This problem isn’t Australia-specific, but has been a feature of other Western countries since 2008, he added.


“The easy stuff we’ve all done, but there's a lot of the harder stuff that’s still there.”


“These are abnormal times,” he said. “What will a rate cut do for the economy? In my view, not much.”


“It’s also what we call the law of diminishing returns. Every rate cut brings a little less of a return than the one before.”


In a post-bushfire and post-coronavirus outbreak era, below are the thoughts of some other experts. Here’s what they said needs to be done to kick start the economy:


1. Give Aussies cash: Stephen Koukoulas, an independent economist


The single, most effective solution would be to have a series of cash payments to householders.


The bulk of this money would be recycled through the economy, ramping up retail spending and sustaining jobs. To support the economy over time, it could be a payment made once a month for several months.

···

■ **TASK GOAL**
In the excerpt on kick-starting the economy, why might the cash payments to householders be made once a month for several months? The listing that comes next is separate material, unrelated to the excerpt.

Entries drawn from a collection:
···

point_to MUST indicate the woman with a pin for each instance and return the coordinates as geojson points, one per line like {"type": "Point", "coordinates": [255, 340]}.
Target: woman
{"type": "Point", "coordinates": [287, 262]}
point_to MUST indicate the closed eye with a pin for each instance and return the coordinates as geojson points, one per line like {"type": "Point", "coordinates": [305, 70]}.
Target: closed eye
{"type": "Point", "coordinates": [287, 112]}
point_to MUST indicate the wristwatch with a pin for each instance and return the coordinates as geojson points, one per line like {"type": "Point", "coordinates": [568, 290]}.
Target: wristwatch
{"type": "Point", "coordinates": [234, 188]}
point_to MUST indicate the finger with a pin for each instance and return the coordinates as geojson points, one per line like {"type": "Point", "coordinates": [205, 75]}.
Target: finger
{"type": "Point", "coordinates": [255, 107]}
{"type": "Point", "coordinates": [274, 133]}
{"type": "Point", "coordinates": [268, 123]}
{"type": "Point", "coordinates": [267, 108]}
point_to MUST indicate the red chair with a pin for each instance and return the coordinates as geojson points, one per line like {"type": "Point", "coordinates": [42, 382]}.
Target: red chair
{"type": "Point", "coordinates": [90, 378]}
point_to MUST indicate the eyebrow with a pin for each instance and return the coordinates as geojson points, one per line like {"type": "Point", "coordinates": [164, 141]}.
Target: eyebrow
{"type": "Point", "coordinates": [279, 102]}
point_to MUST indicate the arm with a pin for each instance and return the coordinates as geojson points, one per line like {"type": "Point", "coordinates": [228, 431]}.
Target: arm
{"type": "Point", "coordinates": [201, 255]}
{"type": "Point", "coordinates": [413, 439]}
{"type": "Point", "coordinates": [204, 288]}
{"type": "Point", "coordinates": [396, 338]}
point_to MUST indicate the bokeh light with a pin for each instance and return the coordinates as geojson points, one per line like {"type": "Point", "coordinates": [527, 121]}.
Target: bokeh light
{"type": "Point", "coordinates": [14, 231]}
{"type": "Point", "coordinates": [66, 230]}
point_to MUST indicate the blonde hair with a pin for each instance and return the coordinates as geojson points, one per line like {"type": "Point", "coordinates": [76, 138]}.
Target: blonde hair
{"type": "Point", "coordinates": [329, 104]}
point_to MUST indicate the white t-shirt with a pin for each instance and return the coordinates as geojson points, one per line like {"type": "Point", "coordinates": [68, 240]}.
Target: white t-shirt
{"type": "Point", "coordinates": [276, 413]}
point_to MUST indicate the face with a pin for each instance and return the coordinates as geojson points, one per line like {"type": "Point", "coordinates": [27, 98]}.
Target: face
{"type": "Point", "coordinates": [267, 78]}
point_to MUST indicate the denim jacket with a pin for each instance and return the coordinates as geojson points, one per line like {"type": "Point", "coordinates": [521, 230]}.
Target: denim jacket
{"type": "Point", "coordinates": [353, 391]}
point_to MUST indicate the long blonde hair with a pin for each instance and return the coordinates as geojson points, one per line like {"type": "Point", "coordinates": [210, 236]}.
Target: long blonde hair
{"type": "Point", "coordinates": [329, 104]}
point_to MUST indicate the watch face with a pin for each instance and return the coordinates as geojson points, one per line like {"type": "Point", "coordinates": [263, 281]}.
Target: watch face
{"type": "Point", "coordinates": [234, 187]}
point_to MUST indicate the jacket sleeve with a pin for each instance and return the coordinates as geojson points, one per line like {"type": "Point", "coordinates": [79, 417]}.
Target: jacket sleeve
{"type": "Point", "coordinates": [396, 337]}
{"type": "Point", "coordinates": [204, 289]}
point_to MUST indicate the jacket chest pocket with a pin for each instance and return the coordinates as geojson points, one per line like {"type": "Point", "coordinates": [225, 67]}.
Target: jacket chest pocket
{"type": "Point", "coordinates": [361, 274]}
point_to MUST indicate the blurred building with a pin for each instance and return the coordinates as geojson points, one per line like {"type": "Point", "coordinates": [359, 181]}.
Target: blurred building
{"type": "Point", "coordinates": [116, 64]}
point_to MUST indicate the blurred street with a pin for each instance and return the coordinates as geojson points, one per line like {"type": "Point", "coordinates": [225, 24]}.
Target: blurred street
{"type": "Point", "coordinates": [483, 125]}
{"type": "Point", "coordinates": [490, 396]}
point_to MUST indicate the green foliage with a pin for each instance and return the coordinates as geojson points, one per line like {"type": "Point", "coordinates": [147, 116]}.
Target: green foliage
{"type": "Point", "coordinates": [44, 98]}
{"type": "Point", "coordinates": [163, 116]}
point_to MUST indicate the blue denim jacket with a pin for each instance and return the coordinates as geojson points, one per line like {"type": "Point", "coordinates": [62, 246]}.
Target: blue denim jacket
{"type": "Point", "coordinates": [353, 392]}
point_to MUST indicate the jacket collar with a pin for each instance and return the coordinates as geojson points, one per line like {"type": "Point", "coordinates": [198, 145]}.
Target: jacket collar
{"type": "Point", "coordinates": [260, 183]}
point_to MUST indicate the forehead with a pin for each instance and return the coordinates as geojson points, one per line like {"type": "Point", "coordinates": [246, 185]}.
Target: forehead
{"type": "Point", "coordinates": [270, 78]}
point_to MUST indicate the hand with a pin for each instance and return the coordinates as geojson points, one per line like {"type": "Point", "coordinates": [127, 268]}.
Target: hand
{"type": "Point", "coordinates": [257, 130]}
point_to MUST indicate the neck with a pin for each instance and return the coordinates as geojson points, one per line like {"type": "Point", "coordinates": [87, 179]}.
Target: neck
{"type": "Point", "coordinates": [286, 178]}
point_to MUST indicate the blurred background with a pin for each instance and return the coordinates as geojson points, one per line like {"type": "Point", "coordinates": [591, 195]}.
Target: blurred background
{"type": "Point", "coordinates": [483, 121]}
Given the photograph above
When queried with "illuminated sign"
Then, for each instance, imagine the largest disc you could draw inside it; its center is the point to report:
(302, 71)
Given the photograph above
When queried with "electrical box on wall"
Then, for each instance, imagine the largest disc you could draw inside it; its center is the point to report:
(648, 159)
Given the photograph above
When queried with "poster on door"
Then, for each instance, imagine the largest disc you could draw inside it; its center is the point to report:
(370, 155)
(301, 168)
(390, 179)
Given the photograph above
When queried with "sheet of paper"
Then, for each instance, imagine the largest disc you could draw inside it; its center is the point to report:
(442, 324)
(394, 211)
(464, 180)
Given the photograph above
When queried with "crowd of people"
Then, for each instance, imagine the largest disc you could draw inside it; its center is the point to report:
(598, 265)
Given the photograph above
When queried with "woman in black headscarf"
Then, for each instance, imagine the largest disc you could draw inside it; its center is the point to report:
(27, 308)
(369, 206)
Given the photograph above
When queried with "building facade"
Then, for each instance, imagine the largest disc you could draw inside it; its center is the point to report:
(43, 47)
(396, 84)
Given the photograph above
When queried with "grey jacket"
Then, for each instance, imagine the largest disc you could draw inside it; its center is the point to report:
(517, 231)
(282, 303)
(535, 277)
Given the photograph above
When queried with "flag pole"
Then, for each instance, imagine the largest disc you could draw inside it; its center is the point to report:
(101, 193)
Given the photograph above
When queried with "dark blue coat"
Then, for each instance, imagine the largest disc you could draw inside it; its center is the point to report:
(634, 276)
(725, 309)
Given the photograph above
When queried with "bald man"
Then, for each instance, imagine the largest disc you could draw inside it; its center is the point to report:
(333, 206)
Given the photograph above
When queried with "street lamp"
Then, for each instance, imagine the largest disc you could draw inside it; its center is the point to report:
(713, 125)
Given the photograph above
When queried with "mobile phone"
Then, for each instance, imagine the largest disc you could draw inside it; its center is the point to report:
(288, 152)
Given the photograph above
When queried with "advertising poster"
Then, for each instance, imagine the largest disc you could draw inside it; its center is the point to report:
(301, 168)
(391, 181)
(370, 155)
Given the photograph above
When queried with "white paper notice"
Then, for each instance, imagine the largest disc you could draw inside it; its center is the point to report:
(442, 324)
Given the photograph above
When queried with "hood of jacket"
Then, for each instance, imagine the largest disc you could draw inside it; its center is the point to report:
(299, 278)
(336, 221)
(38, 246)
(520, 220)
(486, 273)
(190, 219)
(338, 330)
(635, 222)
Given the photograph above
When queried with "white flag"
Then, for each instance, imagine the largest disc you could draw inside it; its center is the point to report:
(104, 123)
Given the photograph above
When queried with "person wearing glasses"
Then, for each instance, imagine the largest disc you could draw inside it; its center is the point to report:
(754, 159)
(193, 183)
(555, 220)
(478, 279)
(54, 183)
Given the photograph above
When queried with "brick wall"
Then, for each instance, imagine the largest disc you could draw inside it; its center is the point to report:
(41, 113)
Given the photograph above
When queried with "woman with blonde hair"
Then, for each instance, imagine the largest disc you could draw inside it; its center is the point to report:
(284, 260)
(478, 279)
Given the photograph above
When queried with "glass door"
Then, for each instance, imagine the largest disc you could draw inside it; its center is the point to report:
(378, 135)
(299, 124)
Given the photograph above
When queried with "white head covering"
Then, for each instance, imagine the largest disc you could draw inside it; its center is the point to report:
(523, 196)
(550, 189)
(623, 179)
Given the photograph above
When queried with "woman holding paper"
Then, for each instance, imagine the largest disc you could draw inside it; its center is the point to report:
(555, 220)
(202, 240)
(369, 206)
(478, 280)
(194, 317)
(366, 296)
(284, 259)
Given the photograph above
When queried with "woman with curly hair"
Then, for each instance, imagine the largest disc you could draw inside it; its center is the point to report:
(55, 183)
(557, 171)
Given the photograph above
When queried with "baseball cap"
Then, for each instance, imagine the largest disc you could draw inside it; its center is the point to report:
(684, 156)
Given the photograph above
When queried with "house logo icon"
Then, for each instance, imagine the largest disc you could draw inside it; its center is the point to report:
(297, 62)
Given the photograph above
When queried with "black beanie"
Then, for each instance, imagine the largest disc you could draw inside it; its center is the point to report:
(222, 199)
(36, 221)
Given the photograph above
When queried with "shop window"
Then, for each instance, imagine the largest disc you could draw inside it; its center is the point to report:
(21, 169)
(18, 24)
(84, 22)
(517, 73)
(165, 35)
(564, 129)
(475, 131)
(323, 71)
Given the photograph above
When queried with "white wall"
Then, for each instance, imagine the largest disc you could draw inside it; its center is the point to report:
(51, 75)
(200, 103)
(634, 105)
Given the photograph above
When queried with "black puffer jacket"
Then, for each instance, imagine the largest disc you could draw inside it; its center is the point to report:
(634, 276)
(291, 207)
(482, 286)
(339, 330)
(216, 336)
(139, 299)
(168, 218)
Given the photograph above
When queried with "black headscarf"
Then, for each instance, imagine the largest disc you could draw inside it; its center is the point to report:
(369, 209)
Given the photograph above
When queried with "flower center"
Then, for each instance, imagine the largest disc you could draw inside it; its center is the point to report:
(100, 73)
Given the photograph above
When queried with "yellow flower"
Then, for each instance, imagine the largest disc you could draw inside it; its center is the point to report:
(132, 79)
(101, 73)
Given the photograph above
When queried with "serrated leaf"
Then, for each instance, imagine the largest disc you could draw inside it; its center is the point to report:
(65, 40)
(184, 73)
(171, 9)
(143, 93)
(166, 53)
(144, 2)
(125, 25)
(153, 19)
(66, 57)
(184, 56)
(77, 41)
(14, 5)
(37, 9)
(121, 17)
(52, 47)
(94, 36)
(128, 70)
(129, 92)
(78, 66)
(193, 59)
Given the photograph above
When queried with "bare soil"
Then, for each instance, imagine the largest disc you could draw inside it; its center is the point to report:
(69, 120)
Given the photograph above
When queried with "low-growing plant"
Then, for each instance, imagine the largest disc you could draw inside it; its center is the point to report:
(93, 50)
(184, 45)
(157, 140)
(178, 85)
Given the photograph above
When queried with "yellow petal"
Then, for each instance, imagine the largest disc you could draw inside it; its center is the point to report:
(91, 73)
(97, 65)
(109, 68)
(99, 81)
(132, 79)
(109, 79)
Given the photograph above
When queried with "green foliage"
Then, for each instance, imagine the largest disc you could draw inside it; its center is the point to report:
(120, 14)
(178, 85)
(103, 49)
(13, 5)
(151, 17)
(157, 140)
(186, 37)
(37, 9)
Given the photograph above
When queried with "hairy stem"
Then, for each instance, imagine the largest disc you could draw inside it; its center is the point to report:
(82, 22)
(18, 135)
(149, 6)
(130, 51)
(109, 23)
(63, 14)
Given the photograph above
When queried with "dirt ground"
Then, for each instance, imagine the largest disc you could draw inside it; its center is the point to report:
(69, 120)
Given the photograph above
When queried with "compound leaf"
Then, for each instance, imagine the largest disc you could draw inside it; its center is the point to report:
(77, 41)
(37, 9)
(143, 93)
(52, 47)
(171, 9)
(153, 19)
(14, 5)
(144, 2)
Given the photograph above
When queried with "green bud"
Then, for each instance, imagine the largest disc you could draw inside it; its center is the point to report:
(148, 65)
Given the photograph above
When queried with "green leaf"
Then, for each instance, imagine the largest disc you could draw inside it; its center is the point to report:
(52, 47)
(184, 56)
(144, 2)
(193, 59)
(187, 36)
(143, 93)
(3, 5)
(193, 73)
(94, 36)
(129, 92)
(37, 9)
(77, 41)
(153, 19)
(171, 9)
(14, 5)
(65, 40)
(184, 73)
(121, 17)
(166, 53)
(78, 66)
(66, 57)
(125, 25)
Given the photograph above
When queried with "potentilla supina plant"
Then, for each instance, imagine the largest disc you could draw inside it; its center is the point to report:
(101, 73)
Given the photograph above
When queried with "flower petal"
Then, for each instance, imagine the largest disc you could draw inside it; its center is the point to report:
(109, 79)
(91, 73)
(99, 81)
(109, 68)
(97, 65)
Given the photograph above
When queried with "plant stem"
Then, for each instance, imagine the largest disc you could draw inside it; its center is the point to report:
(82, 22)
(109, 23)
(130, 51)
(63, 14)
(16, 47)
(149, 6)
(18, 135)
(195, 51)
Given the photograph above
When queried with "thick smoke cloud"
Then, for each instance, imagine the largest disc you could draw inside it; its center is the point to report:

···

■ **RESPONSE**
Spreading the payments out monthly over several months would support the economy over time. Most of the money would be recycled through the economy, boosting retail spending and sustaining jobs.